> ESERCIZIO:
Ricopia per favore, parola per parola, la parte del testo sui doni spirituali che inizia con "Il primo articolo" e finisce con "più importanti (31a).".
------ BLOCCO DI TESTO
Il capitolo 12 si apre con quella dichiarazione: «Fratelli, non voglio che voi ignoriate i doni spirituali». Dopodiché il codice dei doni spirituali ci è presentato. 

Il primo articolo di questo codice è che coloro che parlano per mezzo dello Spirito di Dio non possono maledire Gesù. Il secondo è che bisogna avere in sé lo Spirito Santo per dire: «Signore Gesù». Il terzo insegna che lo Spirito Santo ha doni molteplici e che distribuisce questi doni ai cristiani come vuole (11). Il quarto spiega perché tutti i cristiani hanno lo Spirito Santo: è perché tutti hanno ricevuto il battesimo nello Spirito Santo e tutti nel battesimo sono stati abbeverati dallo Spirito Santo (13). Dunque tutti i cristiani possiedono lo stesso Spirito; ma questo ente divino non concede a tutti gli stessi doni. Cosa devono fare i cristiani? Essi devono aspirare ai doni più importanti (31a). 

È Paolo che è ritenuto promulgare questi oracoli. Rileggiamo. Egli comincia col dichiarare che non vuole lasciare i Corinzi nell'ignoranza dei doni spirituali. Dichiarazione piena di sapienza. Poiché i Corinzi, al momento del loro battesimo, sono stati abbeverati dallo Spirito Santo, dovevano conoscere i doni che questo augusto personaggio ha loro conferito. Soltanto non possiamo dimenticare che Paolo, nel momento in cui scrive queste righe, è partito da tre anni da Corinto e che prima di uscirne vi ha soggiornato diciotto mesi. È da diversi anni che i Corinzi sono stati battezzati. Ed è al termine di questo tempo che l'apostolo decide di istruirli e di istruirli tramite una lettera! Perché non lo faceva nelle istruzioni che ha loro rivolto per prepararli al battesimo? Oppure, se in seguito alle circostanze, si è creduto obbligato ad abbreviare i ritardi e ad amministrare questo sacramento dopo un'istruzione molto sommaria, perché non li ha istruiti nel corso delle riunioni che sono seguite? Pochi minuti gli sarebbero bastati per dire ciò che ha scritto nella sua lettera. Veramente la dichiarazione 12:1 arriva molto tardi.

Vediamo ora le comunicazioni che questo preambolo annuncia. La prima è questa: «Vi porto a vostra conoscenza che nessuno, parlando per mezzo dello Spirito di Dio, dice: Maledetto sia Gesù!». Essa è scritta sotto forma di una notifica. I Corinzi non conoscevano ancora nulla di ciò che verrà loro esposto in questo capitolo, poiché Paolo dichiara di voler porre fine alla loro ignoranza. Ma qui la loro ignoranza è sottolineata in una maniera speciale, senza dubbio per risvegliare la loro attenzione. Una verità di cui non hanno finora mai sentito parlare sarà portata a loro conoscenza; sta a loro impegnarsi per raccoglierla. Quella verità, di un'importanza fondamentale poiché è posta in primo piano, è che non si maledice Gesù quando si parla per mezzo dello Spirito di Dio.
------------
------ VOCI
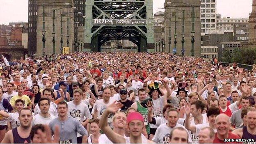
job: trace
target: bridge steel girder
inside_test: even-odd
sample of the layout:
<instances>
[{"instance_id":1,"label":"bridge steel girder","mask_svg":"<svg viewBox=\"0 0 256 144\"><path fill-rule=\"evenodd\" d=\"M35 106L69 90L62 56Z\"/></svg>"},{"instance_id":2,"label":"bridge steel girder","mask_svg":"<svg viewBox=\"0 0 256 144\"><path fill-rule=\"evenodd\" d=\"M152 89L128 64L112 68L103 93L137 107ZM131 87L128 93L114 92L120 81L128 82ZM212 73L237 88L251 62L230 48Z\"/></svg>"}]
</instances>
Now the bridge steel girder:
<instances>
[{"instance_id":1,"label":"bridge steel girder","mask_svg":"<svg viewBox=\"0 0 256 144\"><path fill-rule=\"evenodd\" d=\"M128 40L138 52L155 51L153 0L87 0L84 48L100 52L109 40ZM146 20L145 24L96 25L93 19Z\"/></svg>"}]
</instances>

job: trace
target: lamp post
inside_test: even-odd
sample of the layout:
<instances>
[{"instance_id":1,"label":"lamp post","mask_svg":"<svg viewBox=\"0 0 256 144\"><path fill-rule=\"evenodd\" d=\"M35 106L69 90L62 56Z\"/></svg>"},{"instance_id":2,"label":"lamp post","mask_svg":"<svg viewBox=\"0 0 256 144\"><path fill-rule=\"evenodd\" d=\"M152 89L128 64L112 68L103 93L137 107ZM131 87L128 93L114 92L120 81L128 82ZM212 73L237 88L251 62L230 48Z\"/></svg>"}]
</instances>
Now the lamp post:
------------
> RISULTATO DELL'ESERCIZIO:
Il primo articolo di questo codice è che coloro che parlano per mezzo dello Spirito di Dio non possono maledire Gesù. Il secondo è che bisogna avere in sé lo Spirito Santo per dire: «Signore Gesù». Il terzo insegna che lo Spirito Santo ha doni molteplici e che distribuisce questi doni ai cristiani come vuole (11). Il quarto spiega perché tutti i cristiani hanno lo Spirito Santo: è perché tutti hanno ricevuto il battesimo nello Spirito Santo e tutti nel battesimo sono stati abbeverati dallo Spirito Santo (13). Dunque tutti i cristiani possiedono lo stesso Spirito; ma questo ente divino non concede a tutti gli stessi doni. Cosa devono fare i cristiani? Essi devono aspirare ai doni più importanti (31a).